Task statement :: Resume the Neverwinter Nights 2 review below, picking up right after its last sentence.

Text provided ::
## START
Neverwinter Nights 2
|Genres:||RPG / Classic Role-Playing|
|Release Date:||October 31, 2006|
|Game Modes:||Singleplayer / Multiplayer|
Neverwinter Nights s is an old-fashioned RPG, where careful character management and shifting through complex dialogue trees take precedence over single-minded dungeon romps, and success is largely determined by the understanding of the 3.5 ruleset that only tabletop D&D players can fully grasp. Not that the game’s inaccessible – in fact, Obsidian did a nice job of demystifying D&D for non-D&D players (a friendly 175-page manual helps), while the relatively linear plot and simple side quests keep you moving along and leveling up at a merry pace.
The first Neverwinter Nights was a solid D&D role-playing game, but where it really impressed was with its dynamic toolset that let players create their own campaigns. Developer Obsidian’s own campaign within Neverwinter Nights 2 doesn’t break new ground, but it’s done with much humor, intelligence, and love and respect for the wonky fantasy geekfest that is D&D.
## END
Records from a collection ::
## START
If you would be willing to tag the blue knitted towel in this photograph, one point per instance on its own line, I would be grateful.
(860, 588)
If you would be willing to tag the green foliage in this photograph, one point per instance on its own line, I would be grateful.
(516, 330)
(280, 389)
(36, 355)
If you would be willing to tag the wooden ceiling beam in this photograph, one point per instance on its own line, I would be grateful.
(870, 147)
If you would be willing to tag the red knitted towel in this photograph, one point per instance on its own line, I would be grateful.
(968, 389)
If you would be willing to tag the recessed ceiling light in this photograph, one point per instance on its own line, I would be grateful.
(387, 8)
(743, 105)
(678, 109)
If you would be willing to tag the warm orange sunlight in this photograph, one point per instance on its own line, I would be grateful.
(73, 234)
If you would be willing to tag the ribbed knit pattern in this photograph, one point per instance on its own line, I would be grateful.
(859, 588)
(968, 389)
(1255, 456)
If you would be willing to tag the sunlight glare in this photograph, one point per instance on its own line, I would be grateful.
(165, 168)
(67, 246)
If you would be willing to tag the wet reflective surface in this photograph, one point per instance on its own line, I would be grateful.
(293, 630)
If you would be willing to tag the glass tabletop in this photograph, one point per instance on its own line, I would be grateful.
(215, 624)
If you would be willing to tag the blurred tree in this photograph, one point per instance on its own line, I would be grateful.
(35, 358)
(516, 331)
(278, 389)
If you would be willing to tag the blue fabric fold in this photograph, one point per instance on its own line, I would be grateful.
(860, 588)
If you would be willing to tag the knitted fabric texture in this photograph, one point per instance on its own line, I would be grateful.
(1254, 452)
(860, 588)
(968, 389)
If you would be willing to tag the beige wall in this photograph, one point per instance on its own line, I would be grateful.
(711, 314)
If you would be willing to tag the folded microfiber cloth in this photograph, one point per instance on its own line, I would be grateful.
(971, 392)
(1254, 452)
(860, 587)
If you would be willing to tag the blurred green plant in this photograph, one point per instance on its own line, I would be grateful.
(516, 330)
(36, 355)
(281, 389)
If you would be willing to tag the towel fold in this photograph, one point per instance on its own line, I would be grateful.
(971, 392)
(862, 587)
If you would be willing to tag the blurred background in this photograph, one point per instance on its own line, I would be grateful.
## END
Exercise response ::
The game kicks off with a basic tutorial that details the basics of the game. Experienced Neverwinter Nights players, however, are sure to feel right at home, and might completely skip the prologue. Quests, character progression and battles are handled pretty much the same way as in Neverwinter Nights. Another recognizable facet is the dialogue system, which resembles Bioware’s Star Wars RPG, Knights of the Old Republic, in almost every way. In line with this, Obsidian has incorporated an involving storyline to keep you on your toes.
Gameplay wise, there’s a lot to enjoy. Progressing through the chapters unlocks an impressive amount of skills, henchmen and a wide variety of quests to go through. The coolest thing is that the development team was smart enough to include practically all the skills, feats and special abilities that were present in Neverwitner Nights, Neverwinter Nights: Shadows of Undrentide and Neverwinter Nights: Hordes of the Underdark. Familiar prestige classes and base classes were also included, but some of them require special conditions in order to be unlocked.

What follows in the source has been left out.